= Excerpt to read =
An example test class would look like the following. We have left the teardown() method within the test class for brevity, but this would generally go in a separate base test class.

package io.automatenow;

import org.testng.annotations.*;

public class TestBrowserNav {

    @AfterMethod
    void teardown() {
        Driver.quit();
    }

    @Test
    void test1() {
        Driver.getInstance().get("https://www.automatenow.io");
    }

    @Test
    void test2() {
        Driver.getInstance().get("https://www.selenium.dev");
    }

    @Test
    void test3() {
        Driver.getInstance().get("https://www.oracle.com");
    }
}

We can run all tests in parallel using a testng.xml file like the following.

<?xml version="1.0" encoding="UTF-8"?>
<!DOCTYPE suite SYSTEM "https://testng.org/testng-1.0.dtd">
<suite name="Parallel Test Suite" parallel="methods">
    <test name="Browser Nav">
        <classes>
            <class name="io.automatenow.TestBrowserNav"/>
        </classes>
    </test>
</suite>

When we run the test suite above, we will see that the tests run in parallel without any issues.

Mission accomplished 🎉

Benefits of using Singleton

Some of the advantages of using Singleton are listed below.

  • Access control: the Singleton class controls how and when clients can use its single instance. It does this by using encapsulation.
  • Better memory management: the Singleton pattern prohibits the creation of new class instances, which reduces memory requirements.
  • Allows more than one instance: it is easy for us to change the default behavior of having only one Singleton class instance and allow more than one.

= Study questions =
**a)** Reproduce the Singleton excerpt word for word, starting with "Mission accomplished 🎉" and going on through "by using encapsulation.".
**b)** According to the Singleton excerpt, where would the teardown() method generally go?
The items after the Singleton excerpt are separate material.

= Provided information =
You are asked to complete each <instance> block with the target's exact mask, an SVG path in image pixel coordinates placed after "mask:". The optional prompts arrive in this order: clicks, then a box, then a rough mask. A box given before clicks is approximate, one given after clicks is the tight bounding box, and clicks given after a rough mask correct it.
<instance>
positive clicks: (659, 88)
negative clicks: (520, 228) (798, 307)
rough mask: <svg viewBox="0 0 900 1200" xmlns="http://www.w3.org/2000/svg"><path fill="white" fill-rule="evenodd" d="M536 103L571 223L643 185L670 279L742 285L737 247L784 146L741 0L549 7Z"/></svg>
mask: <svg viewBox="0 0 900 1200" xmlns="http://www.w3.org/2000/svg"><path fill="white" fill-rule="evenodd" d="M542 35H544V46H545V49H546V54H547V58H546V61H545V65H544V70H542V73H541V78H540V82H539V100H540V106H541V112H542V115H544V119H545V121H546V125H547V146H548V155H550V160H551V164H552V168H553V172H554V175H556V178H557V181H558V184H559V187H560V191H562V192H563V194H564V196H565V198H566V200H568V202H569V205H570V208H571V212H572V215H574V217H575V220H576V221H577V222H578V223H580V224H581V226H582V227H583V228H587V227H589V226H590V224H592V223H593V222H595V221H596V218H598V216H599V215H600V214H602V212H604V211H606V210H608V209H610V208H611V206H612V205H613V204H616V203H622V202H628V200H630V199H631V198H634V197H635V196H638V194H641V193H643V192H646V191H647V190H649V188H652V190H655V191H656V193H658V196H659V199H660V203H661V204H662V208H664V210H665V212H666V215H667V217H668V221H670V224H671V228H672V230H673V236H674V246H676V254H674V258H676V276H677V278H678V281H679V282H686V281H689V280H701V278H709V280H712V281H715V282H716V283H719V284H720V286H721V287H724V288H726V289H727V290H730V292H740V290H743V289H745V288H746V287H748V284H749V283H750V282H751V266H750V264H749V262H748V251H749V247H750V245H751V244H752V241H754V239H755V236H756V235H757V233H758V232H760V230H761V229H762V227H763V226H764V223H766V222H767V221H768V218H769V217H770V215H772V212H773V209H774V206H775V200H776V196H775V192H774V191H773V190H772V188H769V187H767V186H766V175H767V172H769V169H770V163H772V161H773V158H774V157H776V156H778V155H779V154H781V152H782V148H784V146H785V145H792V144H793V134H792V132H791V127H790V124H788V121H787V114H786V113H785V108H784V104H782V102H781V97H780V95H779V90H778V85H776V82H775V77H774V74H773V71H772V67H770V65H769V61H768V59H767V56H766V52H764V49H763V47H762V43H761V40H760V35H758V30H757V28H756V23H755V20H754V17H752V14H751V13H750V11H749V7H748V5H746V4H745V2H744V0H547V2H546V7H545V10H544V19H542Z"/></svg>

= Answers to the problems =
**a)**
Mission accomplished 🎉

Benefits of using Singleton

Some of the advantages of using Singleton are listed below.

  • Access control: the Singleton class controls how and when clients can use its single instance. It does this by using encapsulation.

**b)** It would generally go in a separate base test class.